Aim >> Render every one of the following items as a numbered list, omitting any blank lines.

╔══

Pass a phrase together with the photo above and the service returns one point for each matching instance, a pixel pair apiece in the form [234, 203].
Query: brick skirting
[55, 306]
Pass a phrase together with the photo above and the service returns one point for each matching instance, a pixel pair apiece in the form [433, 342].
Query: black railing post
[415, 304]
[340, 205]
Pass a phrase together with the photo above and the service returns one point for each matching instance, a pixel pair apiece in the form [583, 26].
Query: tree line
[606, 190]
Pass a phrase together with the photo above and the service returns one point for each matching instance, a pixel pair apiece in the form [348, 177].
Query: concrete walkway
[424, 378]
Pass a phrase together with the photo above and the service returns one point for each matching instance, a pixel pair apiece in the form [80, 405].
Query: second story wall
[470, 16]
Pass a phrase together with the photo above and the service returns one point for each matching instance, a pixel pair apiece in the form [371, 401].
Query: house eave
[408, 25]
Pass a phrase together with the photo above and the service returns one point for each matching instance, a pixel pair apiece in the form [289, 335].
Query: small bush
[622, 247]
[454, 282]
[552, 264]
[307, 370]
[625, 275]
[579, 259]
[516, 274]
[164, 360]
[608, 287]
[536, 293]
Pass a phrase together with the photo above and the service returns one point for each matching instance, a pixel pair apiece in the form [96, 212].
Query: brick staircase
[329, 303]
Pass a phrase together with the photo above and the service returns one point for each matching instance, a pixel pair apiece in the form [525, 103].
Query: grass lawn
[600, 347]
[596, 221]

╚══

Exercise response >>
1. Pass a phrase together with the photo above and the service returns one point for each matching instance, a pixel pair apiece in the form [234, 203].
2. Query: brick skirting
3. [55, 306]
4. Pass a phrase together with the photo above and the service returns one point for each matching instance, a pixel pair apiece in the form [433, 342].
5. Query: black railing post
6. [415, 304]
7. [340, 205]
8. Pass a phrase together with the photo above and the service returns one point for each matching instance, a pixel pair apiece in the form [583, 26].
9. Query: tree line
10. [606, 190]
11. Pass a phrase together with the photo above and the service returns one point for each matching instance, a pixel pair apiece in the form [348, 177].
12. Query: concrete walkway
13. [424, 378]
14. Pass a phrase together with the photo above and the service returns one point for each matching instance, a pixel pair apiece in the form [80, 405].
15. Query: second story wall
16. [470, 16]
17. Pass a phrase together with the photo above and the service returns one point for each matching instance, a pixel pair apiece in the form [371, 401].
18. Query: house eave
19. [408, 25]
20. Pass a phrase together with the photo above and the service returns one point for each matching instance, a pixel pair apiece in the form [289, 335].
21. Query: small bush
22. [622, 247]
23. [454, 282]
24. [552, 264]
25. [307, 370]
26. [625, 275]
27. [579, 259]
28. [516, 274]
29. [164, 360]
30. [608, 287]
31. [536, 293]
32. Pass a phrase together with the photo above and the service returns one point for each matching instance, a pixel pair apiece in the form [96, 212].
33. Query: brick staircase
34. [329, 303]
35. Pass a phrase together with the photo above and the service returns one point for each matching instance, a pixel pair apiece in the form [525, 103].
36. Query: grass lawn
37. [600, 347]
38. [596, 221]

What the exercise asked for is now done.